• Task to carry out
Each line of the listing that includes the string "clouds" needs to be located and copied.

• Listed records
==================================================
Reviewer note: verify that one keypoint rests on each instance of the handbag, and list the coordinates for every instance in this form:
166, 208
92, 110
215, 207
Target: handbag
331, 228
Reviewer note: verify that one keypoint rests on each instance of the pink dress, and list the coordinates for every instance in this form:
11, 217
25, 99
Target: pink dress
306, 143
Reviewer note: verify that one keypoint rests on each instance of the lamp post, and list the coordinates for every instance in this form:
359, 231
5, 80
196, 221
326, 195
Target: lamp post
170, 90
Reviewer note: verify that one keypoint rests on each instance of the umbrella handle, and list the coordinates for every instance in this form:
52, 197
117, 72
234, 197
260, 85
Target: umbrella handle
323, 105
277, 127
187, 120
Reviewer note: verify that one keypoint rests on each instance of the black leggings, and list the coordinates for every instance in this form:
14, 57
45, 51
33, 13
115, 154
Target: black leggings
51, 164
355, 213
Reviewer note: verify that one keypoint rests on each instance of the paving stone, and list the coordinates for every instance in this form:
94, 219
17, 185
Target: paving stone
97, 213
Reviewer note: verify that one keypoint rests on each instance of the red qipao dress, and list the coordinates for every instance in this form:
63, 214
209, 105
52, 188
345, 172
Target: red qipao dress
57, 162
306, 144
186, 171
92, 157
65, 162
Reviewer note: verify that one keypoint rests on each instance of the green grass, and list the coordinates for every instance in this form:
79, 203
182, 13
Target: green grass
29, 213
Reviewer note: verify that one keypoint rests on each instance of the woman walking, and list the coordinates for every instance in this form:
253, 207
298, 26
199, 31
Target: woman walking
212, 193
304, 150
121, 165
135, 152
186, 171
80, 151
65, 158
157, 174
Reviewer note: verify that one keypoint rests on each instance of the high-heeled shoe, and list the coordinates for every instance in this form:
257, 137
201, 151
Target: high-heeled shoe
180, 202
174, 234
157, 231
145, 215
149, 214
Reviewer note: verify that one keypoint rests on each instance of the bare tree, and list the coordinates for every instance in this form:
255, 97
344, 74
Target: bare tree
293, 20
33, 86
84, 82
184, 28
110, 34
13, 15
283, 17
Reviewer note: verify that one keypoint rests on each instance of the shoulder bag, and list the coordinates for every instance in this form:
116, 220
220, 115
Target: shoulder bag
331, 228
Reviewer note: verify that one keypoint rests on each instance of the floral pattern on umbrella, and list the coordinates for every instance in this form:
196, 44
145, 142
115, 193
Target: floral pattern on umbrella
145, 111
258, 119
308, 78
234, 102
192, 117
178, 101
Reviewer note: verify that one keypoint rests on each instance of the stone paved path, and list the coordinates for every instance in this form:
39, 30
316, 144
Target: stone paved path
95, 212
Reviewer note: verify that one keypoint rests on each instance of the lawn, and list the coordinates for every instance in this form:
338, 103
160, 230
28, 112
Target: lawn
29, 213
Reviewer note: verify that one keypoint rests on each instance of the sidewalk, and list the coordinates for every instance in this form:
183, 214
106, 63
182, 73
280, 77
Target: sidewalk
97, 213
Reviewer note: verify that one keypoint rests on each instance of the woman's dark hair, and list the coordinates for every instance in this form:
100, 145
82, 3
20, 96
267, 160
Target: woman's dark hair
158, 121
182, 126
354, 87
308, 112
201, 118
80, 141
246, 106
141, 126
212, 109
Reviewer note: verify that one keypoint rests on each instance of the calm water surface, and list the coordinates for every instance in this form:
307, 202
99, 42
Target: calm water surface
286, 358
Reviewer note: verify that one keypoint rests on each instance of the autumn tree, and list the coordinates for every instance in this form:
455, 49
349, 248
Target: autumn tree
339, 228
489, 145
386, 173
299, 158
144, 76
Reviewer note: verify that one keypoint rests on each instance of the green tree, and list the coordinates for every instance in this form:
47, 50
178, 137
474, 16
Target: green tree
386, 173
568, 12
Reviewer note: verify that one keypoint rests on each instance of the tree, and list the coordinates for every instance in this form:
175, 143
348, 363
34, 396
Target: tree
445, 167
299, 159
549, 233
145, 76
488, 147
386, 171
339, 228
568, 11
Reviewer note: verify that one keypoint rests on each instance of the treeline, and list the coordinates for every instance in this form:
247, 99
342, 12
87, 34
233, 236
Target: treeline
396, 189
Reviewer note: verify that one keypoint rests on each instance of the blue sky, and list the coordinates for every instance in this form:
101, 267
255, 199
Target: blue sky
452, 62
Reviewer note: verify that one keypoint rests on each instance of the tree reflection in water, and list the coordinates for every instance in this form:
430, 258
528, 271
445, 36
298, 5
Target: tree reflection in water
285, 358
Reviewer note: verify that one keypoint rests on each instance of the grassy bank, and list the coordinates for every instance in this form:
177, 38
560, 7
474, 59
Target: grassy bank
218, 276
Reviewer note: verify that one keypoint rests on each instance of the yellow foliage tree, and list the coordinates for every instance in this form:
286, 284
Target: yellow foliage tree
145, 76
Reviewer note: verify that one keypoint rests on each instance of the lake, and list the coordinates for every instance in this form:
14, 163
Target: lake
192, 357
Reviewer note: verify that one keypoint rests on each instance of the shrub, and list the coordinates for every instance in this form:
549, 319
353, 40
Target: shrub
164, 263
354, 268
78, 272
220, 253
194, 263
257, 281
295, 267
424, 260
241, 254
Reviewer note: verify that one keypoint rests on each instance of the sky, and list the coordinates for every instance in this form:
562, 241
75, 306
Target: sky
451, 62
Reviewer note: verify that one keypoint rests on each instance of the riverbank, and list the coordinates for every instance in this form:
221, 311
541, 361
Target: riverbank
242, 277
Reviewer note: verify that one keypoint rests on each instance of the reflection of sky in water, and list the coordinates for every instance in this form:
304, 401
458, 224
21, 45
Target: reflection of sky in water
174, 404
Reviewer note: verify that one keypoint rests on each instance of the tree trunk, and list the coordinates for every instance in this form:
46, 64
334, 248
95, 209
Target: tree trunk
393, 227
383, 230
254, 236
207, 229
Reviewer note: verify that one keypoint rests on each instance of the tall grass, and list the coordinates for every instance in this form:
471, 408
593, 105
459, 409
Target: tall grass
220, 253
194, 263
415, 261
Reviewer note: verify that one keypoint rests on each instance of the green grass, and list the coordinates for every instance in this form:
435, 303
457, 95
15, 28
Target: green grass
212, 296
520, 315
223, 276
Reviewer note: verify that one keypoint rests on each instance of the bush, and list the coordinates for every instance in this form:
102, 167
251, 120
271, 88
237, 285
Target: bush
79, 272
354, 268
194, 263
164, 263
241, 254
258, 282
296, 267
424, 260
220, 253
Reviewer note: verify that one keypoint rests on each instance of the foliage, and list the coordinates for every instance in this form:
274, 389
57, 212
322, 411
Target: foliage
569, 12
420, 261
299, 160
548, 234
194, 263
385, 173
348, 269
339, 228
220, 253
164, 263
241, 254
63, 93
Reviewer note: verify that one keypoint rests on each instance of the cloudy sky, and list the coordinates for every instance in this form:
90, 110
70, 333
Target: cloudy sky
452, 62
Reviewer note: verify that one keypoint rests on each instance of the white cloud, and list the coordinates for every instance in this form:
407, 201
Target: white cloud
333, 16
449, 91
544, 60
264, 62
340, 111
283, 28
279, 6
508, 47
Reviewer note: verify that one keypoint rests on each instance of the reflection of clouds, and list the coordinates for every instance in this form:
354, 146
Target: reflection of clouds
==================================================
• Output of the task
Reviewer note: verify that one keypoint rests on each instance of the reflection of clouds, and list the coordinates for every instance in this form:
Target: reflection of clouds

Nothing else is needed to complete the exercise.